> _RECORDS FOR THE EXERCISE_:
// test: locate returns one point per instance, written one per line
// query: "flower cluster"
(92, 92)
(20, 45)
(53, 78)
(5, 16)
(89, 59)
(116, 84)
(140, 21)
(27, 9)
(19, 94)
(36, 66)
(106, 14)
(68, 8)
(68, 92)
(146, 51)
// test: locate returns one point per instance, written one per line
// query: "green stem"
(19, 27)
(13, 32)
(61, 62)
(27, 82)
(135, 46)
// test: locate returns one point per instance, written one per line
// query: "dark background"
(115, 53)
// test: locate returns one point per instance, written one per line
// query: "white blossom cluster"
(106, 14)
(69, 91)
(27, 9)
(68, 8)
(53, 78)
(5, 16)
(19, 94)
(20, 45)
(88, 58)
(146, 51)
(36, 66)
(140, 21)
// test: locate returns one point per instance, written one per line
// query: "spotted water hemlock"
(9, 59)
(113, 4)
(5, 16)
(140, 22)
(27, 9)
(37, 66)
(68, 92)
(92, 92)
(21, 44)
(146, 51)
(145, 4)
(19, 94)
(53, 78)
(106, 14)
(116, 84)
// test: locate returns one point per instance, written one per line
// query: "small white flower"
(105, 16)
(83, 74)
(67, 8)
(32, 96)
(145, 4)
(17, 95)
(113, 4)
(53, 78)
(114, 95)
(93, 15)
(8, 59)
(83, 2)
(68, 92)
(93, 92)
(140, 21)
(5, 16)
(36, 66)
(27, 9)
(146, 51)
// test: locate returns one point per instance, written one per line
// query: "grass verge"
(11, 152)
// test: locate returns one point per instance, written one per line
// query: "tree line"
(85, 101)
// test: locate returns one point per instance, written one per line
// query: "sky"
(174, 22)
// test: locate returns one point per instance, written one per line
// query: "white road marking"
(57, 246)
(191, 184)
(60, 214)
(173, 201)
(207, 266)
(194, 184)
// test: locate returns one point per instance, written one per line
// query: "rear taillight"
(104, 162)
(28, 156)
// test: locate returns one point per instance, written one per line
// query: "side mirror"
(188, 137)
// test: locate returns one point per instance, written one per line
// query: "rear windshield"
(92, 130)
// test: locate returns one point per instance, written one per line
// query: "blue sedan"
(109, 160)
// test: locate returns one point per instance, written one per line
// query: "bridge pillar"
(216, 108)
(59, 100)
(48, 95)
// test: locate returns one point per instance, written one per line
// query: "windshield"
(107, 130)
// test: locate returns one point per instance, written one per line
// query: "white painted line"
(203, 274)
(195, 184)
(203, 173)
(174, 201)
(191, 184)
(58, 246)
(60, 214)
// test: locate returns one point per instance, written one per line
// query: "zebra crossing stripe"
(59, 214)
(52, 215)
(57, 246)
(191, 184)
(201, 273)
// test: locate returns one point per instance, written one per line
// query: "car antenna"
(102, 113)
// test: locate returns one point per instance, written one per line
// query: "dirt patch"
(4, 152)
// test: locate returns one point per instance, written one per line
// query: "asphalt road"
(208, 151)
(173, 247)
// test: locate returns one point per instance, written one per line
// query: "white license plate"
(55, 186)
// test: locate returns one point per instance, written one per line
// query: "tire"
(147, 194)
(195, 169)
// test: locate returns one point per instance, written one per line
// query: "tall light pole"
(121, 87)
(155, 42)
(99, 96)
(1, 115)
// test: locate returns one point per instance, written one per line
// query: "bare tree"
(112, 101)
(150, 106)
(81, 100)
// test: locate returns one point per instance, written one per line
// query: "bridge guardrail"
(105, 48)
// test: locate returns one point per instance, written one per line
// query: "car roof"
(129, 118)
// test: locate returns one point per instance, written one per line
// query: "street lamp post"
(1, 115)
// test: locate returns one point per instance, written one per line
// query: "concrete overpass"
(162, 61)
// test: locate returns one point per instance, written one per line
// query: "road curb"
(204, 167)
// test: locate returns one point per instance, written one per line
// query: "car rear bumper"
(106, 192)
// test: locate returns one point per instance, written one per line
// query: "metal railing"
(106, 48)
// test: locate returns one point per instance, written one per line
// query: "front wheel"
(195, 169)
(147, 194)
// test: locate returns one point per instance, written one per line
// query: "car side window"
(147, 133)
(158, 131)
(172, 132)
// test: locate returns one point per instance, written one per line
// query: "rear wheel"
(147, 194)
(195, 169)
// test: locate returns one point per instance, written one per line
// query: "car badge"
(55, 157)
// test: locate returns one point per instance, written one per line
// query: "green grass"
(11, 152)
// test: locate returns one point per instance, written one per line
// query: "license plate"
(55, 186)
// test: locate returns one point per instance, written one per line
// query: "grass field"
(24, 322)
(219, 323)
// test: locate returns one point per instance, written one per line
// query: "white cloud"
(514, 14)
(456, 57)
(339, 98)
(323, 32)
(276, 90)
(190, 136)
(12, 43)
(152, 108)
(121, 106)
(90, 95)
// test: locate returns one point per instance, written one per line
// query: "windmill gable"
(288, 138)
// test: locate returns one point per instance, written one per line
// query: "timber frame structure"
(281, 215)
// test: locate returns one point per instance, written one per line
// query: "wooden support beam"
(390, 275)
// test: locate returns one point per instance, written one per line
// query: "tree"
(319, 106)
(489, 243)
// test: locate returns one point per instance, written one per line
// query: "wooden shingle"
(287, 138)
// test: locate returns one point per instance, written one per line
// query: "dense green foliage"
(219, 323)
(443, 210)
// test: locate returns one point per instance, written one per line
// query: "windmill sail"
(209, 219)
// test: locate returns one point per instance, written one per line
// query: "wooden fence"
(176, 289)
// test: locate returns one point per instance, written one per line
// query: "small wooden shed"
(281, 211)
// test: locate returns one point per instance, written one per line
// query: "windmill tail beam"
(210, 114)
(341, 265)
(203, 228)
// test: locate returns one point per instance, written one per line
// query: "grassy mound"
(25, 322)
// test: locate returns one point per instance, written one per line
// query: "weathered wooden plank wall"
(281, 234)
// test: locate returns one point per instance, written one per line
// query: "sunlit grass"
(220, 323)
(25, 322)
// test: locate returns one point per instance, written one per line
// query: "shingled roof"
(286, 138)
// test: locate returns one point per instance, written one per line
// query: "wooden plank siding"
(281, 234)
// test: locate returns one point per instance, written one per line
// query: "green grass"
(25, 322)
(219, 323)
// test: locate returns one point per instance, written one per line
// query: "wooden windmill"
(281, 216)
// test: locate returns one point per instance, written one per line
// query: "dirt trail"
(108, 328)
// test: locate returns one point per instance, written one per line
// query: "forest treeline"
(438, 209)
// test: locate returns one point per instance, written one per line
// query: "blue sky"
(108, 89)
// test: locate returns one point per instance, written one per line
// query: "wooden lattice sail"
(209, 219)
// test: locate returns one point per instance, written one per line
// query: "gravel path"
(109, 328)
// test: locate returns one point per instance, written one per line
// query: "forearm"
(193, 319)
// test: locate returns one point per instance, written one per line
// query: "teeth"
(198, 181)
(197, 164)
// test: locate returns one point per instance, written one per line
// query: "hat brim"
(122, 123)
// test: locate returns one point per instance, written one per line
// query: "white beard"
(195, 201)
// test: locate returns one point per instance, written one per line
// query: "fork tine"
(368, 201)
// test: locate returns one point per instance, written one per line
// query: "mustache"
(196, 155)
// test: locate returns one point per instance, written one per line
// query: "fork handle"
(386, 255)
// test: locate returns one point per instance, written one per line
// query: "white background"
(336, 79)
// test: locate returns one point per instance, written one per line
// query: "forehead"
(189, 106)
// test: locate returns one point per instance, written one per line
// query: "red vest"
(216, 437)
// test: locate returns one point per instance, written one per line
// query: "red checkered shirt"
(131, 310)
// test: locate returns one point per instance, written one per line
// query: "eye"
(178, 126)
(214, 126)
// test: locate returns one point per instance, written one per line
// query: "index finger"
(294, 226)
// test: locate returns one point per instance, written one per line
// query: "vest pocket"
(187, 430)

> _PROBLEM STATEMENT_: Give back each line above precisely as it stands.

> _RESPONSE BELOW_:
// test: locate returns one point per instance, written one per line
// query: "flower cluster"
(92, 92)
(20, 45)
(53, 78)
(5, 16)
(89, 59)
(116, 84)
(140, 21)
(27, 9)
(19, 94)
(36, 66)
(106, 14)
(68, 8)
(68, 92)
(146, 51)
// test: locate returns one point per instance, written one per line
// query: "green stem"
(19, 27)
(13, 32)
(61, 62)
(27, 82)
(135, 46)
// test: locate returns one point per instance, written one per line
// query: "dark background"
(115, 53)
// test: locate returns one point per instance, written one per line
// query: "white blossom cluster"
(106, 14)
(69, 91)
(27, 9)
(68, 8)
(53, 78)
(5, 16)
(19, 94)
(20, 45)
(88, 58)
(146, 51)
(36, 66)
(140, 21)
// test: locate returns one point per instance, written one per line
// query: "spotted water hemlock"
(9, 59)
(113, 4)
(5, 16)
(140, 22)
(27, 9)
(37, 66)
(68, 92)
(92, 92)
(21, 44)
(146, 51)
(145, 4)
(19, 94)
(53, 78)
(106, 14)
(116, 84)
// test: locate returns one point per instance, written one per line
// query: "small white flower"
(105, 16)
(83, 74)
(67, 8)
(32, 96)
(145, 4)
(17, 95)
(113, 4)
(53, 78)
(114, 95)
(93, 15)
(8, 59)
(83, 2)
(68, 92)
(93, 92)
(140, 21)
(5, 16)
(36, 66)
(27, 9)
(146, 51)
// test: locate returns one point per instance, written one per line
// query: "grass verge"
(11, 152)
// test: locate returns one point per instance, written one per line
// query: "tree line"
(85, 101)
// test: locate returns one point per instance, written one per line
// query: "sky"
(174, 22)
// test: locate returns one point per instance, written one per line
// query: "white road marking"
(57, 246)
(191, 184)
(60, 214)
(173, 201)
(207, 266)
(194, 184)
// test: locate returns one point per instance, written one per line
// query: "rear taillight"
(104, 162)
(28, 156)
// test: locate returns one point per instance, written one per line
// query: "side mirror"
(188, 137)
// test: locate returns one point per instance, written one per line
// query: "rear windshield"
(92, 130)
// test: locate returns one point per instance, written one per line
// query: "blue sedan"
(109, 160)
// test: locate returns one point per instance, written one per line
// query: "bridge pillar"
(216, 108)
(59, 100)
(48, 95)
// test: locate returns one point per instance, written one per line
// query: "windshield"
(107, 130)
// test: locate returns one point per instance, written one per line
// query: "white painted line"
(203, 274)
(195, 184)
(203, 173)
(174, 201)
(191, 184)
(58, 246)
(60, 214)
// test: locate returns one point per instance, written one per line
// query: "zebra crossing stripe"
(59, 214)
(52, 215)
(57, 246)
(191, 184)
(201, 273)
// test: locate returns one point per instance, written one per line
// query: "car antenna"
(102, 113)
// test: locate returns one point per instance, written one per line
// query: "dirt patch"
(4, 152)
// test: locate returns one point per instance, written one per line
// query: "asphalt road"
(208, 151)
(173, 247)
// test: locate returns one point per instance, written one per line
// query: "white license plate"
(55, 186)
// test: locate returns one point per instance, written one per line
// query: "tire"
(147, 194)
(195, 169)
// test: locate returns one point per instance, written one per line
// query: "tall light pole"
(121, 87)
(155, 42)
(99, 96)
(1, 115)
// test: locate returns one point per instance, written one per line
// query: "bare tree"
(112, 101)
(150, 106)
(81, 100)
// test: locate returns one point per instance, written one per line
// query: "bridge guardrail"
(105, 48)
// test: locate returns one point per instance, written one per line
// query: "car roof"
(129, 118)
// test: locate returns one point per instance, written one per line
// query: "street lamp post"
(1, 115)
// test: locate returns one point per instance, written one per line
// query: "concrete overpass"
(162, 61)
// test: locate returns one point per instance, written one per line
// query: "road curb"
(204, 167)
// test: locate returns one point per instance, written one per line
// query: "car rear bumper"
(106, 192)
// test: locate returns one point per instance, written one per line
// query: "metal railing"
(106, 48)
// test: locate returns one point per instance, written one per line
// query: "front wheel"
(195, 169)
(147, 194)
// test: locate returns one point per instance, written one per line
// query: "car side window"
(147, 133)
(158, 131)
(172, 132)
// test: locate returns one point per instance, written one per line
// query: "rear wheel"
(147, 194)
(195, 169)
// test: locate returns one point per instance, written one per line
// query: "car badge"
(55, 157)
// test: locate returns one point per instance, written one per line
// query: "green grass"
(11, 152)
// test: locate returns one point per instance, written one per line
// query: "license plate"
(55, 186)
// test: locate returns one point per instance, written one per line
// query: "grass field"
(24, 322)
(219, 323)
// test: locate returns one point per instance, written one per line
// query: "white cloud"
(514, 14)
(456, 57)
(339, 98)
(323, 32)
(276, 90)
(190, 136)
(12, 43)
(152, 108)
(121, 106)
(90, 95)
// test: locate returns one point per instance, written one per line
// query: "windmill gable"
(288, 138)
// test: locate returns one point per instance, written one per line
// query: "timber frame structure"
(281, 215)
// test: locate returns one point per instance, written one per line
// query: "wooden support beam"
(390, 275)
// test: locate returns one point per instance, written one per line
// query: "tree"
(319, 106)
(489, 243)
// test: locate returns one point per instance, written one per line
// query: "wooden shingle"
(287, 138)
// test: locate returns one point per instance, written one per line
// query: "dense green foliage"
(219, 323)
(443, 210)
// test: locate returns one point per instance, written one per line
// query: "windmill sail"
(209, 219)
// test: locate returns one point per instance, written one per line
// query: "wooden fence"
(176, 289)
// test: locate returns one point per instance, written one per line
// query: "small wooden shed"
(281, 211)
// test: locate returns one point per instance, written one per line
// query: "windmill tail beam"
(210, 114)
(341, 265)
(203, 228)
// test: locate returns one point per instance, written one per line
// query: "grassy mound"
(25, 322)
// test: locate returns one point per instance, written one per line
// query: "weathered wooden plank wall"
(281, 234)
// test: locate returns one point per instance, written one per line
// query: "sunlit grass"
(220, 323)
(25, 322)
// test: locate returns one point per instance, written one per line
// query: "shingled roof"
(286, 138)
// test: locate returns one point per instance, written one per line
// query: "wooden plank siding"
(281, 234)
// test: locate returns one point per instance, written one per line
// query: "green grass"
(25, 322)
(219, 323)
// test: locate returns one point per instance, written one per line
// query: "wooden windmill"
(281, 216)
// test: locate returns one point per instance, written one per line
// query: "dirt trail"
(108, 328)
// test: locate returns one point per instance, written one per line
// query: "forest treeline"
(438, 209)
// test: locate returns one point per instance, written one per line
// query: "blue sky"
(108, 89)
// test: locate returns one point per instance, written one per line
// query: "wooden lattice sail"
(209, 219)
// test: locate returns one point per instance, written one per line
// query: "gravel path"
(109, 328)
// test: locate returns one point per instance, written one per line
// query: "forearm"
(193, 319)
// test: locate returns one point per instance, written one per line
// query: "teeth"
(198, 181)
(197, 164)
// test: locate returns one point per instance, written one per line
// query: "hat brim"
(122, 123)
// test: locate returns one point per instance, written one per line
// query: "white beard"
(195, 201)
// test: locate returns one point per instance, written one per line
// query: "fork tine"
(368, 201)
// test: locate returns one point per instance, written one per line
// query: "mustache"
(196, 155)
// test: locate returns one point per instance, written one per line
// query: "fork handle"
(386, 255)
// test: locate returns one point per instance, written one per line
// query: "white background"
(336, 79)
// test: locate returns one point per instance, written one per line
// query: "forehead"
(189, 106)
// test: locate returns one point per instance, written one per line
// query: "red vest"
(216, 437)
// test: locate returns one point per instance, written one per line
// query: "red checkered shirt"
(131, 310)
// test: locate returns one point per instance, written one per line
// query: "eye"
(178, 126)
(214, 126)
// test: locate returns one point per instance, written one per line
// query: "index finger"
(294, 226)
// test: locate returns one point per instance, written one per line
// query: "vest pocket"
(187, 430)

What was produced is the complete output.